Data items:
※
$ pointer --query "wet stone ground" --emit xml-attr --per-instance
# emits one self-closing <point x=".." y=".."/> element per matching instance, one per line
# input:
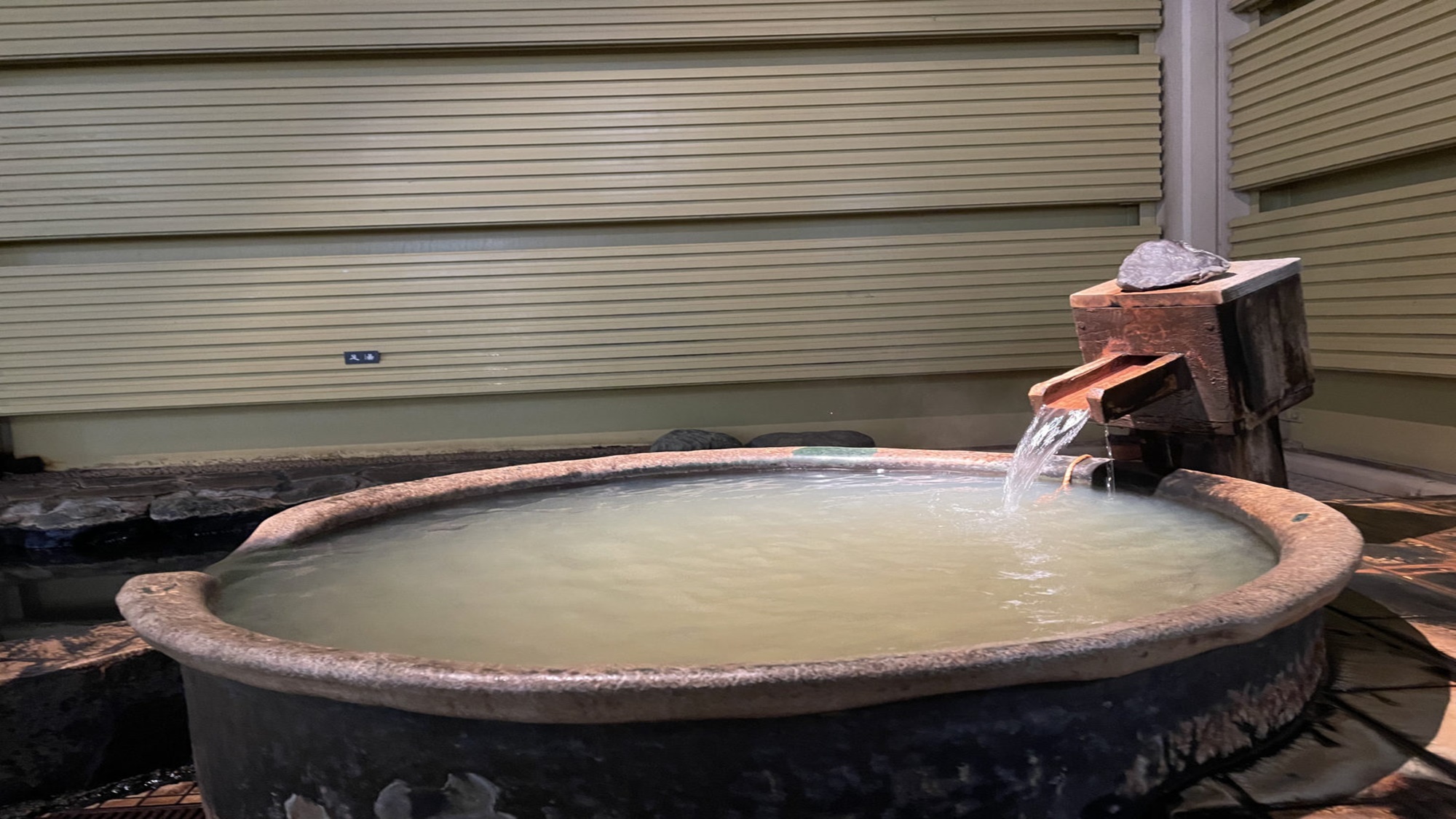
<point x="71" y="539"/>
<point x="1380" y="742"/>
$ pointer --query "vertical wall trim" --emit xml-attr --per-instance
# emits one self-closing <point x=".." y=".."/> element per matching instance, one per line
<point x="1198" y="199"/>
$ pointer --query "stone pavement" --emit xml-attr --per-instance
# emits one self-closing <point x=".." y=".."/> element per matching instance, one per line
<point x="1380" y="742"/>
<point x="71" y="539"/>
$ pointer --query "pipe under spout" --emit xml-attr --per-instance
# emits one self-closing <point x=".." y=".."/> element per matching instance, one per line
<point x="1115" y="385"/>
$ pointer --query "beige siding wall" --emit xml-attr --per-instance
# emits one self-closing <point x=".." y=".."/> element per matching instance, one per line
<point x="1343" y="132"/>
<point x="206" y="205"/>
<point x="85" y="28"/>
※
> **WHAT YOU HAVE TO DO**
Reproduce each entry exactly, without the pictures.

> **ANSWER BOX**
$ pointer --query "wet stone ground" --emit xml-attr --per-instance
# emits one self-closing <point x=".." y=".."/> element per matching instance, one per line
# input:
<point x="71" y="539"/>
<point x="1380" y="742"/>
$ pointer --query "vertical wall trim" --emit xml-attr --per-instance
# emits one self-closing <point x=".." y=".."/> element per matching instance, one per line
<point x="1198" y="199"/>
$ pointer --query "stone pavement" --emit xml-attr --per-instance
# emits one self-closing <point x=".." y=".."/> element per matching instance, one per line
<point x="1380" y="742"/>
<point x="71" y="539"/>
$ pointer --query "pipe under spout" --emit xml-attr --per-instance
# emits one self-closing <point x=".." y=".."/> element per matching instance, one per line
<point x="1115" y="385"/>
$ pointer --query "beige siding wall" --emit xml-attr --per-instance
# emits one self-closing <point x=".." y=".."/> element per matching instance, one per line
<point x="1343" y="132"/>
<point x="206" y="205"/>
<point x="85" y="28"/>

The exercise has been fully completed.